**Problem:**
Copy out each line of the records below that contains the word "water".

**Information supplied:**
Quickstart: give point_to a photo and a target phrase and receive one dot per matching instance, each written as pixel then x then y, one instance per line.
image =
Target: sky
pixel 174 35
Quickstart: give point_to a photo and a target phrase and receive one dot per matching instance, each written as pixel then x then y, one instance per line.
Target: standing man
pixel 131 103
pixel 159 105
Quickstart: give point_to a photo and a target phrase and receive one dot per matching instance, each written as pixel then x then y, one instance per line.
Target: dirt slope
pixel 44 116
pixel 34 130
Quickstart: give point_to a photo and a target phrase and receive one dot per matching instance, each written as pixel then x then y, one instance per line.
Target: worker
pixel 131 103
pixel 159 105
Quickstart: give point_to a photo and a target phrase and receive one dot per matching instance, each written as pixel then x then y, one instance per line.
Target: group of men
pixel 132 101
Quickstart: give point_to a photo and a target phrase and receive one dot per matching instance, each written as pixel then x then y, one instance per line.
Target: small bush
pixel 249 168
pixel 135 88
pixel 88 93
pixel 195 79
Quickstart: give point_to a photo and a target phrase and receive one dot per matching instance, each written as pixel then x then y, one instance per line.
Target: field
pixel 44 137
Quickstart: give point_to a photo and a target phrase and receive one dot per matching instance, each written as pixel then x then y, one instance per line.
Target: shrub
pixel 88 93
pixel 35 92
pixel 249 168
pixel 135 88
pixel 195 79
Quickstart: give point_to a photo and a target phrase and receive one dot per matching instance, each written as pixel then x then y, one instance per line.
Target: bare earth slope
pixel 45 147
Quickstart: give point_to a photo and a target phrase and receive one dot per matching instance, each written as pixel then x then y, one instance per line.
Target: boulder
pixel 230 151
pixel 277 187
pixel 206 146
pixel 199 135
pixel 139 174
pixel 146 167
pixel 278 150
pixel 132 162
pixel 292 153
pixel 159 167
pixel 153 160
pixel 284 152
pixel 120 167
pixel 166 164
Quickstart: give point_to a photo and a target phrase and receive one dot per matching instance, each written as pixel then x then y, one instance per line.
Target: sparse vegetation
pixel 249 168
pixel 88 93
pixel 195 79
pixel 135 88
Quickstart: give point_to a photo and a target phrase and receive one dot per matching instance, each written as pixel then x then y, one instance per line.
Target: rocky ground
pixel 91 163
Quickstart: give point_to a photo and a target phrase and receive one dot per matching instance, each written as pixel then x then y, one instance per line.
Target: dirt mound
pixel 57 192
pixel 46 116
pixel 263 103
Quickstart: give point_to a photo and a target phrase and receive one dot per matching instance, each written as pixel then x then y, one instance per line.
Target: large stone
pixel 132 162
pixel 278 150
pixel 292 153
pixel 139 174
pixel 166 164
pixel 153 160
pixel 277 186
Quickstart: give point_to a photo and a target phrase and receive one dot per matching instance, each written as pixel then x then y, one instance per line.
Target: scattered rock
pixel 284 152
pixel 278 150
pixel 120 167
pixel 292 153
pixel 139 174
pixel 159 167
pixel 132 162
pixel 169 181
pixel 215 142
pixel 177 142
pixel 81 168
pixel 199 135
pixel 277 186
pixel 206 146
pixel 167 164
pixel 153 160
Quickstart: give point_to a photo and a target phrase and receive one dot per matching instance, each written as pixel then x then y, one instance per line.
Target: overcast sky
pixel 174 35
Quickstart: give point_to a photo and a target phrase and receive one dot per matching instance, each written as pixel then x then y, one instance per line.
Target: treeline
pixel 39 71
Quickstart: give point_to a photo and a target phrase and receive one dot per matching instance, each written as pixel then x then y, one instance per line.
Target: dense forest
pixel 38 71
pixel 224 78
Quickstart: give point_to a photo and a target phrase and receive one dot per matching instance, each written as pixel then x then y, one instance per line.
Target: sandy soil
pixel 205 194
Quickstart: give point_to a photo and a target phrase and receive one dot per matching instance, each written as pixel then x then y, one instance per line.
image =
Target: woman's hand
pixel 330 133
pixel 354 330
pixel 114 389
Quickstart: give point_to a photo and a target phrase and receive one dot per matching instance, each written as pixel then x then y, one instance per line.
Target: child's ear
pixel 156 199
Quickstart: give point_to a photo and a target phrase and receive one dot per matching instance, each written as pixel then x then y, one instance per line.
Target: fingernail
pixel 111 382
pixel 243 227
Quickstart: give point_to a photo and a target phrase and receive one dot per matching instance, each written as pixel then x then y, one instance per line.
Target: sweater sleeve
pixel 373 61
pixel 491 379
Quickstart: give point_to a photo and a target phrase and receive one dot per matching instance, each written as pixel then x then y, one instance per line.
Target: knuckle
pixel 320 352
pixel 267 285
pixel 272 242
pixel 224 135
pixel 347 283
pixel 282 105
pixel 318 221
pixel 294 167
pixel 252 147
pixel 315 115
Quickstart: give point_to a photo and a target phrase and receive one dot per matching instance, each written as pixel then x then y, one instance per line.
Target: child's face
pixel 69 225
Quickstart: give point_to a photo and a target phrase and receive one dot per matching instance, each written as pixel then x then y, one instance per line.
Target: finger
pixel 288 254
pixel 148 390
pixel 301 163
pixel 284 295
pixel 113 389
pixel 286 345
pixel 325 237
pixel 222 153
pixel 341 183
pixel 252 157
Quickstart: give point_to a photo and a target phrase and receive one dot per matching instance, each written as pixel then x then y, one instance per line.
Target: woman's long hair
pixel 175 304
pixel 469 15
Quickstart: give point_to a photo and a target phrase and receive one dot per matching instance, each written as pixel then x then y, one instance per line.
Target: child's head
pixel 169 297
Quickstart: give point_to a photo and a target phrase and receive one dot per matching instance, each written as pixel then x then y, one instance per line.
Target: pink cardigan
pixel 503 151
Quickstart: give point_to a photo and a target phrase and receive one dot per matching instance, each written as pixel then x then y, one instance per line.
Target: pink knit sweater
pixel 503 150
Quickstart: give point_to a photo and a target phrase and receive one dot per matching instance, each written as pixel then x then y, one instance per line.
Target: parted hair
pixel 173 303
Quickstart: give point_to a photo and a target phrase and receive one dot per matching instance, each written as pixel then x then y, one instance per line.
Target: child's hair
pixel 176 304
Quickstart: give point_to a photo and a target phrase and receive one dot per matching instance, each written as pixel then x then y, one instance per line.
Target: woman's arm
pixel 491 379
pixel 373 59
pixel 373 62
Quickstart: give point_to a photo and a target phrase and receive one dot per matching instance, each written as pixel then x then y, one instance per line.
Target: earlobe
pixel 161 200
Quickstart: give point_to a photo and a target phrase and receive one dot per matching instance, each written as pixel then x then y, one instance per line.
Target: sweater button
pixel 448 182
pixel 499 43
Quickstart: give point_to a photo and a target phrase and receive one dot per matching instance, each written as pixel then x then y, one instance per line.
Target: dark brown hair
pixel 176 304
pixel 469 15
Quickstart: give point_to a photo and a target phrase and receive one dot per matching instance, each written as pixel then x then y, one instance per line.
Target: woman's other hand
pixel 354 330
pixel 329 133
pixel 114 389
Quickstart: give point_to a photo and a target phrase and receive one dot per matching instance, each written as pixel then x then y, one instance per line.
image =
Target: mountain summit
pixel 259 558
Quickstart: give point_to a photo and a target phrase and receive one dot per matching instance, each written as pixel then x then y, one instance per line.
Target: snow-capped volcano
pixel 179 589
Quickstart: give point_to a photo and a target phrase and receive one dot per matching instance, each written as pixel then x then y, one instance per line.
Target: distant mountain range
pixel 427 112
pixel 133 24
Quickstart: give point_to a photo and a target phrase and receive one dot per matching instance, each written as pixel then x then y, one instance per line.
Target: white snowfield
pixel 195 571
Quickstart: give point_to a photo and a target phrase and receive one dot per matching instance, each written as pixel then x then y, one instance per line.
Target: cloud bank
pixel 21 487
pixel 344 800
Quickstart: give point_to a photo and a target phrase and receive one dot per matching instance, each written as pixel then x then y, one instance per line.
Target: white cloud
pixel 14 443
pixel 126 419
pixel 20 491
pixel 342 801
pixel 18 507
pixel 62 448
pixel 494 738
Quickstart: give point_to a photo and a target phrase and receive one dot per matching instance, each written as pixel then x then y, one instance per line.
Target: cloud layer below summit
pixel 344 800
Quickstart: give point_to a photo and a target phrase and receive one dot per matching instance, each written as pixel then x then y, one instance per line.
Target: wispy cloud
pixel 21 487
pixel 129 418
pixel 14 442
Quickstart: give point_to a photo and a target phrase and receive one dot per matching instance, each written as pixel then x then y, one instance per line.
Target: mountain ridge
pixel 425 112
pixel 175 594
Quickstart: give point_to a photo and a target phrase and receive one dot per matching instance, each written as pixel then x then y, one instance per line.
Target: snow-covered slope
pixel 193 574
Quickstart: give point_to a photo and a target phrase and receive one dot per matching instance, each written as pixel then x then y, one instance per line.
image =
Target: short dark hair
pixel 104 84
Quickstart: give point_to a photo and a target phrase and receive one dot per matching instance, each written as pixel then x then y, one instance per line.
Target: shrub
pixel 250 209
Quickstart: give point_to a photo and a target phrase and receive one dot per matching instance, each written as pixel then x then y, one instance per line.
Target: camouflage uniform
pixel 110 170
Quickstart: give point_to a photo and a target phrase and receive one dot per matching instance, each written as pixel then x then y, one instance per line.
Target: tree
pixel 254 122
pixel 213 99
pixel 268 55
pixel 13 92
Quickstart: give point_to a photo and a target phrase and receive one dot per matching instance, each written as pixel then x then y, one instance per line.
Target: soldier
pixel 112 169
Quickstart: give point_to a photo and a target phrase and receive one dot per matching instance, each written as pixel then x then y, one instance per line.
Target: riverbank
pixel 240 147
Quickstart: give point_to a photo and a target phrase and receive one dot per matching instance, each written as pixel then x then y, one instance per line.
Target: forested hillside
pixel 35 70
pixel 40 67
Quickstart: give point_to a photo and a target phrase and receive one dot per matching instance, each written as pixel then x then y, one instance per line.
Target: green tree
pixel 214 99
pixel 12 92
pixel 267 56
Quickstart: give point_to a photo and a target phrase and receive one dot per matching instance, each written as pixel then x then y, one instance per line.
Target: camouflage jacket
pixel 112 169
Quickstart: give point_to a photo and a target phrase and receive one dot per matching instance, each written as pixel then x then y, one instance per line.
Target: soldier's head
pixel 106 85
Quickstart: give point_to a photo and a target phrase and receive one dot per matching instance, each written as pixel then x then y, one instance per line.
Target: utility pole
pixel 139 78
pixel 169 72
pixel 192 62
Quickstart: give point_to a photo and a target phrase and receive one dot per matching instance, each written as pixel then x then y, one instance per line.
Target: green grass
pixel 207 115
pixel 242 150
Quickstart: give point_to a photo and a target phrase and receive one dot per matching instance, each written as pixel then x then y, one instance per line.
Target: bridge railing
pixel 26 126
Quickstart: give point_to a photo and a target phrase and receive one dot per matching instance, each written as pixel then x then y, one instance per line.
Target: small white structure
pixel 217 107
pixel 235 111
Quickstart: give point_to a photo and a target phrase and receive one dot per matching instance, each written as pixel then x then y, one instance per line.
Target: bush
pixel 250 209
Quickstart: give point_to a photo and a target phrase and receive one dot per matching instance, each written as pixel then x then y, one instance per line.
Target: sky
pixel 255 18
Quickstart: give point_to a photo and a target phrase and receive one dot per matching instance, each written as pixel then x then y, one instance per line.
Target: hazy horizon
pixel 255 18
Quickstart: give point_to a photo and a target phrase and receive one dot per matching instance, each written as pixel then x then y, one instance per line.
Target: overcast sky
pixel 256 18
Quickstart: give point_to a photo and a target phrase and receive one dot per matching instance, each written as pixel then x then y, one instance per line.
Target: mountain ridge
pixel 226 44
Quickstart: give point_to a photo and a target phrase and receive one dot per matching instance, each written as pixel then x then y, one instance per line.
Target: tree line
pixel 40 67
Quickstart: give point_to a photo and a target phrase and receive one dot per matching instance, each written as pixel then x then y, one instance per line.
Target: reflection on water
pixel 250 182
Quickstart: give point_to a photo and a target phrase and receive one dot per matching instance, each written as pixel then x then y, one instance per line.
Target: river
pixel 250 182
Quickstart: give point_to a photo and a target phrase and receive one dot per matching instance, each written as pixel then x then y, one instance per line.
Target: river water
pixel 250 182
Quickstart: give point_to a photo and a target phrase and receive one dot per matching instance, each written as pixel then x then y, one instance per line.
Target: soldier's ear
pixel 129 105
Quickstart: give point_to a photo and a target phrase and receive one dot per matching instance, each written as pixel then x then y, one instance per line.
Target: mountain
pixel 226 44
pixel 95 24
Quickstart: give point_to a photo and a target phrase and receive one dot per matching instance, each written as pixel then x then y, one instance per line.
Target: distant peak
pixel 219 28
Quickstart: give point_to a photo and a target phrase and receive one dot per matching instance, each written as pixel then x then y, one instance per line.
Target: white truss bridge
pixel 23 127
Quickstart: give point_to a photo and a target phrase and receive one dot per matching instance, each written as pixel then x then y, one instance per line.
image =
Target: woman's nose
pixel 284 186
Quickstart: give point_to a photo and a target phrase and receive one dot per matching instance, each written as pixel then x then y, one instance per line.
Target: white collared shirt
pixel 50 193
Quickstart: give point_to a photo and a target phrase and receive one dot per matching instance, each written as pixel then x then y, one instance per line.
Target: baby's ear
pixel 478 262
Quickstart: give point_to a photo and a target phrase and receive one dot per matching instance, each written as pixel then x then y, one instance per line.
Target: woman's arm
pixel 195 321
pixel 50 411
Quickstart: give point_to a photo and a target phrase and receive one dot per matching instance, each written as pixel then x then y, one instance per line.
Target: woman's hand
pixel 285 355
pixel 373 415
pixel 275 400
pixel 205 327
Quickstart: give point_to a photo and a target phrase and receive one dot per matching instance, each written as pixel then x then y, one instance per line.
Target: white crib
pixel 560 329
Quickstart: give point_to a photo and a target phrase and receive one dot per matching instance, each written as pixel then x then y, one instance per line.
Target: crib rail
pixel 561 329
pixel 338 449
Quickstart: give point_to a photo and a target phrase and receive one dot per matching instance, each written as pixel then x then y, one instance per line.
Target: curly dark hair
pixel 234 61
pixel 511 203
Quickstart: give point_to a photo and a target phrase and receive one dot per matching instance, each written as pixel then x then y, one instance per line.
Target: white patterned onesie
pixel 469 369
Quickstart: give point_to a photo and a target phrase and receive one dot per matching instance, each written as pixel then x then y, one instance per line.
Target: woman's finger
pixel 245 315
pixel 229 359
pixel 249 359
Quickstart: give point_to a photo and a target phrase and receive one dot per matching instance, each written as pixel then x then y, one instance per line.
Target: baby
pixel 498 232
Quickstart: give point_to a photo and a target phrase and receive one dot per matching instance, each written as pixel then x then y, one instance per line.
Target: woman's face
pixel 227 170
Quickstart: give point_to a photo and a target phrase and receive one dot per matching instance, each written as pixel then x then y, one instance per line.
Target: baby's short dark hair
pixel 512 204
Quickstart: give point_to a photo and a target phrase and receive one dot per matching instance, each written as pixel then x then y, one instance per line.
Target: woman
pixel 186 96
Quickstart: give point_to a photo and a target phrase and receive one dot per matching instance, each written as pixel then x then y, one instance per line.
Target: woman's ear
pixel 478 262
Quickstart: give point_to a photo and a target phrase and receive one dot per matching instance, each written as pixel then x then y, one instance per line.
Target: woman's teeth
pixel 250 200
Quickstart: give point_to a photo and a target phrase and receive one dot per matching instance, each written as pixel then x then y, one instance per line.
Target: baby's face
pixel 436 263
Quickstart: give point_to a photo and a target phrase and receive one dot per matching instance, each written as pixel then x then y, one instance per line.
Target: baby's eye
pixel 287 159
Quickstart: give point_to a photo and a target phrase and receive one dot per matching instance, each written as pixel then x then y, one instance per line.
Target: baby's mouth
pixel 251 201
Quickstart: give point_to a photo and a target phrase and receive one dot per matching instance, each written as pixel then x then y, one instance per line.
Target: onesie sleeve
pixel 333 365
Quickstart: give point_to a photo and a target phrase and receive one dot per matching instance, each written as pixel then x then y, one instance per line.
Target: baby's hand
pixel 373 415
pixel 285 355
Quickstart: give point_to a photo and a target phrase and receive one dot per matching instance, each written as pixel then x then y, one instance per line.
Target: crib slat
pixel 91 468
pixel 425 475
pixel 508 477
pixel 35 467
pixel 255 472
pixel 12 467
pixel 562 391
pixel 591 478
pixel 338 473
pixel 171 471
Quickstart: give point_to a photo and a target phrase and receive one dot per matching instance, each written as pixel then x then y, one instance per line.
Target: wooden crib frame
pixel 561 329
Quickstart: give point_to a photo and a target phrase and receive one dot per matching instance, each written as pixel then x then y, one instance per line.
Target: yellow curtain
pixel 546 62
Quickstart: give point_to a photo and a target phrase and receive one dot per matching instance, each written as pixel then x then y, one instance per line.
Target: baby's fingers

**Correct output:**
Target: reflection on water
Target: river water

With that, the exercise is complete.